----- Dataset extract

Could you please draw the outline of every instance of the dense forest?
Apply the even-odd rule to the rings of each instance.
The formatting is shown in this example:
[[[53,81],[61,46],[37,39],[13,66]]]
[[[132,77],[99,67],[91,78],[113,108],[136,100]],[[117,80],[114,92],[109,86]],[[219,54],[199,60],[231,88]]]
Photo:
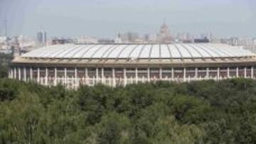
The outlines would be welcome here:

----------

What the task asks:
Output every line of the listing above verbatim, leaving out the picture.

The response:
Could you please draw the outline of every instance of the dense forest?
Apply the even-odd rule to the rings of each instance.
The formatting is shown in this example:
[[[53,81],[61,46],[37,39],[13,66]]]
[[[132,77],[99,67],[91,78],[113,108],[136,100]],[[117,80],[114,92],[109,86]],[[219,54],[199,60],[231,88]]]
Photo:
The outlines would be welcome here:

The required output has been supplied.